• Problems to work on
**1.** From the article on released inmates returning to their families, return word for word the portion that begins with the words containing "The three villages" and ends with "a long time.".
**2.** Carry the article on released inmates returning to their families further, picking up after its last sentence.

• Reading passage

☆ ☆ ☆ ☆ ☆ ☆ ☆

An inmate is someone’s mother, father, daughter, son, nephew, niece, brother or sister – someone who merely took the wrong path, made a bad decision and found themselves on the wrong side of the law.
No one is perfect, without a doubt and everyone makes mistakes. All ex-offenders need the support of the community to be able to get on with their lives.
Just last week, the Fiji Corrections Service handed over Viliame Sausauwai back to his Naveicovatu village in Tailevu after 13 years behind bars.
It was a welcome home fit for a king when the villagers of Naveicovatu, Malabi and Wailotua converged to traditionally receive him from the Fiji Corrections Service.
The three villages comprise the Yavusa of Naloto.
Sausauwai, 58, was accompanied home by FCS officials and like any other hand-over it was an emotional one.
Officers and fellow inmates at the Nasinu Corrections Centre bid him farewell as he proceeded to board the vehicle.
Even on the long ride back home, Sausauwai sat without a word, mixed with emotions and silently marveling at the vast changes he saw unfolding before him.
Occasionally he would point out at something and admire it – he certainly missed a lot, 13 years is a long time.
Even when we stopped at Korovou, people walked up to the vehicle and greeted him.
Upon arrival at his village, his front porch was decorated with yellow ribbons, a huge ‘Welcome Home Son’ sign and a bible reference – Luke 15: 32, depicting the Parable of the Lost Son.
After all the traditional presentations, there was a huge feast afterwards and the atmosphere was purely warm.
Late last month, two inmates from the Women’s Corrections Centre were also handed over to their respective families.
Mereia Raisogo, 35, was one of them. She was returned to her Cunningham home and to her four children. What better way for her children to start the New Year than to have their mum back home after a lapse of two years.
Raisogo had served her term for larceny.
Her childrens’ faces beamed with excitement and spoke volumes of what they had missed during their mums’ incarceration.
During her term inside Raisogo was described by Correction officers as a very open person, friendly, outgoing and hard-working.
She underwent three phases of the four-phase rehabilitation framework which included discipline, behavioural enhancement and upskilling/training.
Another ex-offender Ioani Meleti Saukuru was also handed over formally last month following his release from the Minimum Corrections Centre in Naboro.

☆ ☆ ☆ ☆ ☆ ☆ ☆

[Natural-language descriptions of image regions]
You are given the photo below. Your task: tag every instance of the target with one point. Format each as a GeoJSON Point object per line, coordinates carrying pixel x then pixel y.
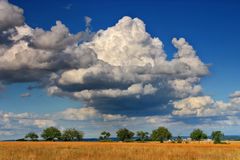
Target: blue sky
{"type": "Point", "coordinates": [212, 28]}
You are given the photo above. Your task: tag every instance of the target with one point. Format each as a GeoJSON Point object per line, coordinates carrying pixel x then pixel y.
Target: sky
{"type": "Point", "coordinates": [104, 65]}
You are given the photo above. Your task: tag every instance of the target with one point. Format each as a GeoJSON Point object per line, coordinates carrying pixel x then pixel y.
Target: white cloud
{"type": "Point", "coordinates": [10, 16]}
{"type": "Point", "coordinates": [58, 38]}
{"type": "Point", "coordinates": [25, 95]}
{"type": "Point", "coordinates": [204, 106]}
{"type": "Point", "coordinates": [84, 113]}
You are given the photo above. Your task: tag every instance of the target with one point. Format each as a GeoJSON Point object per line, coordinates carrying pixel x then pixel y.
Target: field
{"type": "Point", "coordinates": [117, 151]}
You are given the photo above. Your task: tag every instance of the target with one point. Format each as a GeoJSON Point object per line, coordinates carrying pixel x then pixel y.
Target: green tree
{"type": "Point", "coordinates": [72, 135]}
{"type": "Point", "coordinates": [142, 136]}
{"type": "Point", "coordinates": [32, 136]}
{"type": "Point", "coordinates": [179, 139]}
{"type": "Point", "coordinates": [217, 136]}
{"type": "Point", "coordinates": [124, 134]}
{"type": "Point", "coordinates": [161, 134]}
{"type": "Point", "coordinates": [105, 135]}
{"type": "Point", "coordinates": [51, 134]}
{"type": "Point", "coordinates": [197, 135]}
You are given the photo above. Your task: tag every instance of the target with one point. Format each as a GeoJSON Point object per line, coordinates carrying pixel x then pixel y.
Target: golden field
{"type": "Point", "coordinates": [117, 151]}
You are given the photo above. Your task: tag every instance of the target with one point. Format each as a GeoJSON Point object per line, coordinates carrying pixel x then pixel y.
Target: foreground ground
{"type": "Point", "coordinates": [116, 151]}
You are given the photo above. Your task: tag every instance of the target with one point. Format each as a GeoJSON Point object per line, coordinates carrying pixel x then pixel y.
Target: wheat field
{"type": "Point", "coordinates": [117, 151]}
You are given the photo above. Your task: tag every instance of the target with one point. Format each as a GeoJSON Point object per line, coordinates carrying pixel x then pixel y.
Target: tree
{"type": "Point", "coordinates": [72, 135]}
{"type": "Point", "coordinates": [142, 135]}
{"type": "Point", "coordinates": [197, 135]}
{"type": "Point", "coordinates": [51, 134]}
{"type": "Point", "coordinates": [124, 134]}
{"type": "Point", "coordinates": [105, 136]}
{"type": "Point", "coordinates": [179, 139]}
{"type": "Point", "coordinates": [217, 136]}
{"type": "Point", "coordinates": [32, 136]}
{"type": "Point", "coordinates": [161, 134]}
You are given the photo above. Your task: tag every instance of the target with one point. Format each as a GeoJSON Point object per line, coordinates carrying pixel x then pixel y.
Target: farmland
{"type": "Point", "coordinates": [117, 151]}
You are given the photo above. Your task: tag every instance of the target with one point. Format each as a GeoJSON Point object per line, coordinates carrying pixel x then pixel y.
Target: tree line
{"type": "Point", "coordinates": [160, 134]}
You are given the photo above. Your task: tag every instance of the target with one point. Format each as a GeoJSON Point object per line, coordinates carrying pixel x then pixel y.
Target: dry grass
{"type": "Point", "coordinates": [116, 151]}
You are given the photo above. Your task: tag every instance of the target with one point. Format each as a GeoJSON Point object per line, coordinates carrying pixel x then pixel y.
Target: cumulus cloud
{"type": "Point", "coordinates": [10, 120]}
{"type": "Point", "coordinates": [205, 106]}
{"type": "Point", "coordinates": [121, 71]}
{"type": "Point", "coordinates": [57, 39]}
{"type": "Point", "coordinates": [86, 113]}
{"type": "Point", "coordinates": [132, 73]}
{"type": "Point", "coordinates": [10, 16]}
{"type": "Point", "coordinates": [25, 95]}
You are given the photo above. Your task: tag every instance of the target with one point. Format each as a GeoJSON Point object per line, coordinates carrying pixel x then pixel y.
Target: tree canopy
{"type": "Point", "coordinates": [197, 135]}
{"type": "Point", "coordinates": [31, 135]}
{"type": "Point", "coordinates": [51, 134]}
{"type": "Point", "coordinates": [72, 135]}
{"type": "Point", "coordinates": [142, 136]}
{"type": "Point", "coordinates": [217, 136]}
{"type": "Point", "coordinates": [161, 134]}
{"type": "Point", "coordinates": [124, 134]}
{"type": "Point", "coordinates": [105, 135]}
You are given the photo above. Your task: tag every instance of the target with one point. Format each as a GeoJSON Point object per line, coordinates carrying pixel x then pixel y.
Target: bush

☆ ☆ ☆ ☆ ☆ ☆ ☆

• Per-task answers
**1.**
The three villages comprise the Yavusa of Naloto.
Sausauwai, 58, was accompanied home by FCS officials and like any other hand-over it was an emotional one.
Officers and fellow inmates at the Nasinu Corrections Centre bid him farewell as he proceeded to board the vehicle.
Even on the long ride back home, Sausauwai sat without a word, mixed with emotions and silently marveling at the vast changes he saw unfolding before him.
Occasionally he would point out at something and admire it – he certainly missed a lot, 13 years is a long time.

**2.**
Like any other father Saukuru, 39, has the responsibility of being the head of his family and wasting away two years behind bars is a lesson he will never forget and one that has taught him well.
When FCS officials took him to his Nabua home, his family and relatives accepted him back with so much emotion. There were lots of hugs and kisses and tears flowed freely.
One would think there was a funeral going on.
The father of two definitely showed a lot of eagerness in starting afresh.
Early last month as well, former inmate Batiniqio Rasaqiwa who had been incarcerated for 10 years at the Medium Corrections Centre in Naboro was returned to his village in Navuniyaumunu in Ra.
It was an emotional moment as the whole village gathered to welcome one of their sons back home.
Rasaqiwa expressed surprise at the depth of warmth during the traditional handover and said he was genuinely sorry about the wrong he had done.
And like the love of any mother for his son, Maritina Naiula, 72, embraced him saying even if he had spent 20 years behind bars, he would always be his boy.
An embrace filled with such warm love and hospitality is what every ex-offender needs and their successful integration into the community is ultimately the best security for society.
That is in fact one of the roles of the Fiji Corrections Service - Safety and Security, where the FCS must ensure that inmates are safe and secure at our 12 Correction Centres and the community is also safe in the process.
FCS’ roles are three-fold – Safety & Security, the Humane Treatment of inmates and of course, transforming their lives for the better.